[O QUE FAZER]:
A. Resuma em poucas frases o parágrafo do texto sobre Claudevan Melo que começa com "A primeira pessoa a me falar", mantendo os fatos principais.
B. Reproduza, sem mudar nada, tudo o que está nos registros desde a linha que contém "Q: Point out each instance of the metal" até a linha que contém "Q: Point out each instance of the large", incluindo essas duas linhas.

A primeira pessoa a me falar sobre o Claudevan Melo foi o compositor Ibys Maceioh, em tom reverente, qualificando-o como o maior conhecedor do universo musical alagoano e dono de um fabuloso e organizado arquivo de discos. Porém foi o forrozeiro-carnavalesco José Lessa Gama quem o levou à livraria Dialética, no bairro histórico de Jaraguá, onde eu cumpria as funções de livreiro. Sujeito simples, mas firme e determinado, de sangue no olho, tacou-me logo um bocado de nomes de compositores alagoanos para testar a minha douta ignorância. Eu conhecia a maioria dos nomes citados como Fon-Fon, Jararaca, Hekel Tavares, Peterpan, Airton Amorim, Antonio Paurilio, Reinaldo Costa e Juvenal Lopes e ficamos amigos.
Claudevan Melo não é um mero acumulador de discos, como alguns indivíduos que eu conheci ao longo da vida, mas um estudioso orgânico da música popular brasileira, na sutil acepção do termo, um pesquisador sóbrio, que leva o seu trabalho às últimas consequências. Como colecionador temático — e o seu tema central é a música popular alagoana (também a erudita, sendo um ativo divulgador de Misael Domingues e Hekel Tavares, entre outros) — ele possui literalmente tudo que foi produzido por nossos artistas, seja compositor, instrumentista, arranjador, maestro ou intérprete: uma paixão que lhe consumiu mais de 45 anos de penosas pesquisas. Daria um trabalhão dos diachos fazer um levantamento completo de toda a pequena fortuna investida nesta missão quase sagrada, de guardar tudo, proteger tudo, possuir todas as peças musicais dos diversos autores alagoanos, e ele possui relíquias de causar inveja aos colecionadores mais exigentes e extremados.

[EXTRATO DOS REGISTROS]:
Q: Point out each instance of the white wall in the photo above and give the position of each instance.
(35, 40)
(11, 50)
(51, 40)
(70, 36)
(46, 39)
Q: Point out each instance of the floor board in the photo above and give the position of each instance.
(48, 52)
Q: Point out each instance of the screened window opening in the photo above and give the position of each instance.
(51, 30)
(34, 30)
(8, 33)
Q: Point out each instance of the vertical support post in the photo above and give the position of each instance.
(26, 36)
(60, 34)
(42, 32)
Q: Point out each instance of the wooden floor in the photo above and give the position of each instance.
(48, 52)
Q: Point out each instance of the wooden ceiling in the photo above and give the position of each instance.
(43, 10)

==

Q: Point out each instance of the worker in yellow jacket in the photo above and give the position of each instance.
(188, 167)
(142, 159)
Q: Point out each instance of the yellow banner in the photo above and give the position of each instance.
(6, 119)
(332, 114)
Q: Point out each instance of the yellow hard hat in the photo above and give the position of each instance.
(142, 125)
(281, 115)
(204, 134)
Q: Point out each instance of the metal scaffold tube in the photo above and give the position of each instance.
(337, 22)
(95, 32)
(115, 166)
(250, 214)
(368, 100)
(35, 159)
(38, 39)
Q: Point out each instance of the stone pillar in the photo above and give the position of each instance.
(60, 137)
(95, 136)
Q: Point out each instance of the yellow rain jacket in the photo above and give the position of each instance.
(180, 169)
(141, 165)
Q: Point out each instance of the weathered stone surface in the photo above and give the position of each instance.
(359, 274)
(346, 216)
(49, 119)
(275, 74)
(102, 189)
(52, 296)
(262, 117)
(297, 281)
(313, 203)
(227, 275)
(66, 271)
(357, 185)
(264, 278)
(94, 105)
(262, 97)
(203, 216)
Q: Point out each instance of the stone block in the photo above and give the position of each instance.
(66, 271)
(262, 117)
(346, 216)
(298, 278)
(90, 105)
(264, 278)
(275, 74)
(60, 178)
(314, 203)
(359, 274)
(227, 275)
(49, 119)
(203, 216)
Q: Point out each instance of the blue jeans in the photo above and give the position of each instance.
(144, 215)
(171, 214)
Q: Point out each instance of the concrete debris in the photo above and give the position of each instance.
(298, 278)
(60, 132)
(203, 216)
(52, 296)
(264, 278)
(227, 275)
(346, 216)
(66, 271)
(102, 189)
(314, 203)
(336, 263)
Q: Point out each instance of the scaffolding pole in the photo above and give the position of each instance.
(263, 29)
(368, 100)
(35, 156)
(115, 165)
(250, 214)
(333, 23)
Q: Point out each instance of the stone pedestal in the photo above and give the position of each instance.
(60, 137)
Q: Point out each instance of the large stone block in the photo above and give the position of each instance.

[RESPOSTAS ESPERADAS]:
A. O compositor Ibys Maceioh foi o primeiro a me falar de Claudevan Melo. Falou com respeito, chamando-o de maior conhecedor da música alagoana e dono de um arquivo de discos fabuloso e organizado. Quem o levou à livraria Dialética, no bairro histórico de Jaraguá, onde eu trabalhava, foi o forrozeiro-carnavalesco José Lessa Gama. Homem simples e decidido, ele logo citou vários compositores alagoanos para me testar. Eu conhecia a maioria, entre eles Fon-Fon, Jararaca e Hekel Tavares, e ficamos amigos.

B.
Q: Point out each instance of the metal scaffold tube in the photo above and give the position of each instance.
(337, 22)
(95, 32)
(115, 166)
(250, 214)
(368, 100)
(35, 159)
(38, 39)
Q: Point out each instance of the stone pillar in the photo above and give the position of each instance.
(60, 137)
(95, 136)
Q: Point out each instance of the yellow rain jacket in the photo above and give the position of each instance.
(180, 169)
(141, 165)
Q: Point out each instance of the weathered stone surface in the photo above and give the position of each instance.
(359, 274)
(346, 216)
(49, 119)
(275, 74)
(102, 189)
(52, 296)
(262, 117)
(297, 281)
(313, 203)
(227, 275)
(66, 271)
(357, 185)
(264, 278)
(94, 105)
(262, 97)
(203, 216)
Q: Point out each instance of the stone block in the photo above and give the position of each instance.
(66, 271)
(262, 117)
(346, 216)
(298, 278)
(90, 105)
(264, 278)
(275, 74)
(60, 178)
(314, 203)
(359, 274)
(227, 275)
(49, 119)
(203, 216)
Q: Point out each instance of the blue jeans in the photo above and give the position of each instance.
(144, 215)
(171, 214)
Q: Point out each instance of the concrete debris in the photo above and give the position of each instance.
(298, 278)
(60, 132)
(203, 216)
(52, 296)
(264, 278)
(227, 275)
(346, 216)
(66, 271)
(102, 189)
(314, 203)
(336, 263)
Q: Point out each instance of the scaffolding pole in the photo above and give the position of each instance.
(263, 29)
(368, 100)
(35, 156)
(115, 165)
(250, 214)
(333, 23)
Q: Point out each instance of the stone pedestal in the photo above and give the position of each instance.
(60, 137)
Q: Point out each instance of the large stone block in the photo above and give the position of each instance.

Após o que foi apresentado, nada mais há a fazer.